Return the records, each one exactly as written.

··· Extracted data ···

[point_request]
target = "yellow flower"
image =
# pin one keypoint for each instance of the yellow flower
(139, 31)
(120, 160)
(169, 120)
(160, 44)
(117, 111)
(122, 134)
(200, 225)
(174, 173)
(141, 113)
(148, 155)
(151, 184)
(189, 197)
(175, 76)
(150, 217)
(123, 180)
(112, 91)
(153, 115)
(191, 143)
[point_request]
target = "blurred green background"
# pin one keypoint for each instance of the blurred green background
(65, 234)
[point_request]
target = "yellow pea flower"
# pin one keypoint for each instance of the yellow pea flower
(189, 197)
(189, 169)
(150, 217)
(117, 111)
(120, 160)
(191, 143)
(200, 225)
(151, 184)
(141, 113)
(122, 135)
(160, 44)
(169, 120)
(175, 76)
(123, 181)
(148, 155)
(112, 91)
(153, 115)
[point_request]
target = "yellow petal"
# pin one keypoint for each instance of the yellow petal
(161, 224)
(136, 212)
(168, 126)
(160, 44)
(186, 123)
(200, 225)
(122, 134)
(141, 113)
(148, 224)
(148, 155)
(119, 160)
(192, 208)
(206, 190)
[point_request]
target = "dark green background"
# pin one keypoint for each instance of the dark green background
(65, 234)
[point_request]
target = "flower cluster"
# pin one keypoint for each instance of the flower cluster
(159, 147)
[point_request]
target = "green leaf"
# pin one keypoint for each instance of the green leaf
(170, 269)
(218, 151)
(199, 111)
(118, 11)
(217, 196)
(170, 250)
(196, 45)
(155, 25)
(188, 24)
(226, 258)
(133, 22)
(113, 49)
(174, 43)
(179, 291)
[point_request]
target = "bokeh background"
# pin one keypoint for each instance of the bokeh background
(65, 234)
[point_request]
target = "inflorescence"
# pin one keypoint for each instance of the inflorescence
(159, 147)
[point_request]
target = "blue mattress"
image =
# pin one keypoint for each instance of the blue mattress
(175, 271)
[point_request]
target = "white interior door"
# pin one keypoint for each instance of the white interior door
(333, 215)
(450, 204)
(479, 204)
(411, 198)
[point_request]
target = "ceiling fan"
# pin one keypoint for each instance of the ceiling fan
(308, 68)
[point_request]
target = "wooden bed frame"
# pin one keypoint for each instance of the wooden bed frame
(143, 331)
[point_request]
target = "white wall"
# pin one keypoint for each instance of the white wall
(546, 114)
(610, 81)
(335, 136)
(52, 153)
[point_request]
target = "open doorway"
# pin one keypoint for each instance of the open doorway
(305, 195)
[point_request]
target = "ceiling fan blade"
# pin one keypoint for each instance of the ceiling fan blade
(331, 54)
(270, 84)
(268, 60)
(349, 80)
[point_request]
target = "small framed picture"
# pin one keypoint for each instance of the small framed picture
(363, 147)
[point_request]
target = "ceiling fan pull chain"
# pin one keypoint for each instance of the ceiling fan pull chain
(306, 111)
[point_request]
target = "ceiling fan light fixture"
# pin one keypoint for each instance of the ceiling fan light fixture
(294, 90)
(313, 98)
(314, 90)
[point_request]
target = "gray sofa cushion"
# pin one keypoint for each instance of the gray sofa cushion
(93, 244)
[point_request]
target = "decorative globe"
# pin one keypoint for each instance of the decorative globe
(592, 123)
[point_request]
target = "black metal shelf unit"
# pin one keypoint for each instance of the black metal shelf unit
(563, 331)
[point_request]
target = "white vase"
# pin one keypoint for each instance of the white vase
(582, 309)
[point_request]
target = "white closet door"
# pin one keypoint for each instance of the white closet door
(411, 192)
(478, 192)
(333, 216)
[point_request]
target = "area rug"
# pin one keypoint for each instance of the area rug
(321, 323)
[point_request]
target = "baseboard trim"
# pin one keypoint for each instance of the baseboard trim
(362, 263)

···

**The completed task:**
[point_request]
target = "yellow flower"
image =
# pin one keypoint for each instance of the yellow flower
(139, 31)
(120, 160)
(169, 120)
(160, 44)
(117, 111)
(122, 134)
(200, 225)
(174, 173)
(141, 113)
(148, 155)
(151, 184)
(189, 197)
(175, 76)
(150, 217)
(123, 180)
(112, 91)
(153, 115)
(191, 143)
[point_request]
target = "blurred green background"
# pin one keypoint for each instance of the blurred green background
(65, 234)
[point_request]
target = "yellow pea flower"
# pin one keypoint for each instance of the yellow pea flower
(189, 197)
(189, 169)
(150, 217)
(117, 111)
(120, 160)
(191, 143)
(200, 225)
(151, 184)
(141, 113)
(122, 135)
(160, 44)
(169, 120)
(175, 76)
(123, 181)
(148, 155)
(112, 91)
(153, 115)
[point_request]
target = "yellow petal"
# pin one keypoint for each instance of the yellow petal
(161, 224)
(136, 212)
(168, 126)
(160, 44)
(186, 123)
(200, 225)
(122, 134)
(141, 113)
(148, 224)
(148, 155)
(119, 160)
(192, 208)
(206, 190)
[point_request]
target = "dark green background"
# pin one keypoint for each instance of the dark green background
(65, 234)
[point_request]
target = "flower cluster"
# pin one keypoint for each instance of the flower cluster
(159, 147)
[point_request]
target = "green leaf"
# pin one keypoint for each instance of the green leaf
(170, 269)
(218, 151)
(199, 111)
(118, 11)
(217, 196)
(170, 250)
(196, 45)
(155, 25)
(188, 24)
(226, 258)
(133, 22)
(113, 49)
(174, 43)
(179, 291)
[point_request]
target = "bokeh background"
# pin one keypoint for each instance of the bokeh background
(65, 234)
[point_request]
target = "inflorescence"
# pin one keypoint for each instance of the inflorescence
(159, 147)
[point_request]
target = "blue mattress"
image =
# pin one keypoint for each instance of the blue mattress
(175, 271)
[point_request]
target = "white interior door"
# pin one keypoint for each instance of the white interior door
(333, 215)
(450, 204)
(479, 204)
(411, 198)
[point_request]
target = "ceiling fan"
# pin one keypoint for each instance of the ceiling fan
(308, 68)
[point_request]
target = "wooden bed frame"
# pin one keypoint for each instance of the wooden bed frame
(143, 331)
[point_request]
target = "white wall"
# pin one keypoint for each instance of the white wall
(546, 114)
(610, 81)
(335, 136)
(52, 153)
[point_request]
target = "open doorway"
# pin one keypoint for each instance of the open doorway
(305, 195)
[point_request]
target = "ceiling fan blade"
# pin one keypoint for each instance of the ceiling fan blade
(331, 54)
(270, 84)
(268, 60)
(349, 80)
[point_request]
target = "small framed picture"
# pin one keypoint for each instance of the small framed picture
(363, 147)
[point_request]
target = "ceiling fan pull chain"
# pin one keypoint for each instance of the ceiling fan pull chain
(306, 111)
[point_request]
target = "ceiling fan light fixture"
# pin one keypoint for each instance of the ceiling fan light fixture
(294, 90)
(313, 98)
(314, 90)
[point_request]
target = "gray sofa cushion"
# pin one keypoint for each instance of the gray sofa cushion
(93, 244)
[point_request]
target = "decorative globe"
# pin one keypoint for each instance of the decorative globe
(592, 123)
[point_request]
target = "black metal shelf unit"
# pin one keypoint for each instance of the black metal shelf unit
(563, 331)
[point_request]
target = "white vase"
# pin one keypoint for each instance of the white vase
(582, 309)
[point_request]
target = "white closet door"
# pin one keypoint for each instance of the white closet door
(411, 192)
(478, 192)
(333, 216)
[point_request]
target = "area rug"
# pin one keypoint for each instance of the area rug
(321, 323)
[point_request]
target = "baseboard trim"
# pin one keypoint for each instance of the baseboard trim
(362, 263)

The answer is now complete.